### Point annotations for photos:

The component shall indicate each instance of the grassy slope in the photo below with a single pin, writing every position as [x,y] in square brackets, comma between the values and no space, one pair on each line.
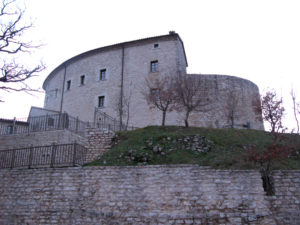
[227,148]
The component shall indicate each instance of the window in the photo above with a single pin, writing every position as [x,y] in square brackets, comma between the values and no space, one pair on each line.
[101,101]
[154,66]
[154,94]
[9,129]
[82,79]
[103,74]
[68,85]
[50,122]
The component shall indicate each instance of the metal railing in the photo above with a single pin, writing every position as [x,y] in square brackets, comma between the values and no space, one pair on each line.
[104,121]
[43,156]
[44,123]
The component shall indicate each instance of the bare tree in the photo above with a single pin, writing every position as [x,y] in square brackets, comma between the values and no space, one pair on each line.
[160,94]
[192,95]
[13,74]
[272,111]
[296,109]
[122,108]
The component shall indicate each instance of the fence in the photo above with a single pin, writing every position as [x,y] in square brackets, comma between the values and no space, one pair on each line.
[104,121]
[43,156]
[43,123]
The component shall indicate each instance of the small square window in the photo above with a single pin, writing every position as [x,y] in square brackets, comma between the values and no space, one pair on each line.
[154,66]
[103,74]
[82,80]
[154,94]
[68,85]
[101,101]
[50,122]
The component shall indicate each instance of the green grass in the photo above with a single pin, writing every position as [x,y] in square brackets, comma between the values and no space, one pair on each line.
[224,148]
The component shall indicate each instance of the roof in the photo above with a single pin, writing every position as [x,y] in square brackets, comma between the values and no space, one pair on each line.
[171,35]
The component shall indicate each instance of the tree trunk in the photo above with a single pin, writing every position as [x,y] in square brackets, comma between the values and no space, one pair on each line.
[164,118]
[186,120]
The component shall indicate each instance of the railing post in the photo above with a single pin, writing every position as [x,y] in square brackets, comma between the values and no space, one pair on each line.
[30,156]
[95,113]
[53,154]
[77,120]
[74,153]
[12,159]
[14,126]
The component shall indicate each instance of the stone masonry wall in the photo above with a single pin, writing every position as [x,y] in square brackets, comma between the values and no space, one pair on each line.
[285,205]
[181,194]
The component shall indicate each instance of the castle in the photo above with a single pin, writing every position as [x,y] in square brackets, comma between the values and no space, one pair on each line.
[96,79]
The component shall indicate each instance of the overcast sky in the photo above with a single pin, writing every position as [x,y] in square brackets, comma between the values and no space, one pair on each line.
[258,40]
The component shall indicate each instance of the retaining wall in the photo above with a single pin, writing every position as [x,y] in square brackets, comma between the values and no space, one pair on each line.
[181,194]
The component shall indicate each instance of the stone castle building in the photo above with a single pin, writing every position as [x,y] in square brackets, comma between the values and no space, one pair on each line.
[96,79]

### Exercise details:
Verbatim reproduction of every record is required; images are left out.

### The solution:
The component shall indicate each instance of the grassy slope in the photo below with a single pin, writing every position as [x,y] in square brackets, comma between the values and no space, one pair on each line.
[227,148]
The component shall indicate each instance of the window in the photo above with a single pin, writing every position as [x,y] in square brackets, comma between the values and no space, one pair on each line.
[101,101]
[154,66]
[154,94]
[9,129]
[82,79]
[103,74]
[68,85]
[50,122]
The component shall indicate each instance of the metal railing in the photo above with a single pin, writing every position as [x,y] in square brackets, comma between the values and no space, one pair on each line.
[104,121]
[43,156]
[44,123]
The component shall indicate each instance of the bare tree in the photo above with a single pin, writing every position as [x,y] in square brackets, comma between the values and no space, one pair on each line.
[160,94]
[192,95]
[13,74]
[272,111]
[296,109]
[122,108]
The component shall indicate each instance of the fence in the photo above with a single pin, writing every position as [x,y] in square brackets, comma between the values and no space, one pair on each line.
[104,121]
[43,156]
[43,123]
The component shall indicate each instance of the small square window in the photo above with a single pin, writing every position as [x,y] in square brackets, comma between the values and no space, one pair on each line.
[154,66]
[103,74]
[82,80]
[154,94]
[68,85]
[101,101]
[50,122]
The component shall indicate each instance of the green grass in the photo above with a single pin, writing every position as [x,y] in square brackets, comma between the values and no space, one pair on each line.
[224,148]
The component shall indicate each instance of the roof in the photo above with a single pin, writing every position as [x,y] in square brackets, comma between the values and no space, one pair on each line.
[171,35]
The component shall indicate each instance of the tree trunk in the photo above with a single pin, writing every position as [x,y] in square brackets, comma between the values and no space, one pair on each line.
[164,118]
[186,120]
The component shall indicate each instance of the railing post in the photo above with a single pin, writing every position as [x,y] in square brackets, comma between the values and no space, one pair on each line.
[30,156]
[95,113]
[53,154]
[77,120]
[74,153]
[12,159]
[14,126]
The component shall indicate each instance of the stone masonry wall in the photo above with a single pin, writing every position as [x,y] in square brackets, comma between the values and no space, one pair on each line.
[285,205]
[181,194]
The component shall indicate each instance of the castle in the photo above with a single pin, writing every position as [x,y] in square brackets, comma between the values and no space, one pair on each line.
[96,79]
The component shall indicate each instance of the overcast sky in the photo above with a single pin, writing every position as [x,y] in square brackets, comma between the values and no space, one pair on each line.
[258,40]
The component shall indicate each instance of the retaining wall in the photo above with a single pin, writing every position as [x,y] in square brackets, comma between the values and no space, one pair on each line.
[181,194]
The component shall indicate each instance of the stone castle building in the photo above with a single pin, writing every position as [x,y] in square brackets, comma between the values and no space, one pair on each line.
[96,79]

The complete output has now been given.